__Goal of the exercise__
Work out how many lines in the rows below contain the string "wall", treating uppercase and lowercase as different. Reply with that number only.

__Information given__
§

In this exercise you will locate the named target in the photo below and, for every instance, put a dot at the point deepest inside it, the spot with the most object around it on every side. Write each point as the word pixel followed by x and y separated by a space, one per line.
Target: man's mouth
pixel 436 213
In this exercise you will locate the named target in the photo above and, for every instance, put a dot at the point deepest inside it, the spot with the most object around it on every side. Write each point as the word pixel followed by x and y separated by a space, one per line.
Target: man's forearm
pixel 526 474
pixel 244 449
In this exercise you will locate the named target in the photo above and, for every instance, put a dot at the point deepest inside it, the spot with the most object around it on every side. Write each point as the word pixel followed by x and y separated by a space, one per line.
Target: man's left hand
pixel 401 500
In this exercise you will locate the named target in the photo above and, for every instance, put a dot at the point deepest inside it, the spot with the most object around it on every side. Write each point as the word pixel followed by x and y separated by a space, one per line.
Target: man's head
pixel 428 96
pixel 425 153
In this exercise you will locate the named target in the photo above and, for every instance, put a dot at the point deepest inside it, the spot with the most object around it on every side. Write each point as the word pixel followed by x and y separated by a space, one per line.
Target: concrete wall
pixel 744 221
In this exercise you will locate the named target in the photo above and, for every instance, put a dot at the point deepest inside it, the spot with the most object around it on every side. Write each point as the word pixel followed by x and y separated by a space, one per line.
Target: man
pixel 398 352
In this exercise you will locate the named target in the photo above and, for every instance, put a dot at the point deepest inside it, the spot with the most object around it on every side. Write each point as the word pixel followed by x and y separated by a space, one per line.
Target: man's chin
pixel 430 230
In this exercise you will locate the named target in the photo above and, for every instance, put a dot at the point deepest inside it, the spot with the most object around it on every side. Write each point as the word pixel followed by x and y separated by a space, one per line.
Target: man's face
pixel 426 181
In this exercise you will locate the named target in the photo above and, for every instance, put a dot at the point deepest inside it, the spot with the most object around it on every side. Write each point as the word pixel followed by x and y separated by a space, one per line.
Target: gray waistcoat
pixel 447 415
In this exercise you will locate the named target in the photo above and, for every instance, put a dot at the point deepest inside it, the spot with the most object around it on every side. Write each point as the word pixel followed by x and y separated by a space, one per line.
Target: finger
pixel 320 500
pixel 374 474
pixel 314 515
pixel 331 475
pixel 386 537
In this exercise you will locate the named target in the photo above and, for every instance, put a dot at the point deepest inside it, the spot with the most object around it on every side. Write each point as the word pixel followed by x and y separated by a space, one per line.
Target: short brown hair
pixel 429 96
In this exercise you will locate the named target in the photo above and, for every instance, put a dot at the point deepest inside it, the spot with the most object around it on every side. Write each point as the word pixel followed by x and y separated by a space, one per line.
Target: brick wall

§

__Result of the exercise__
2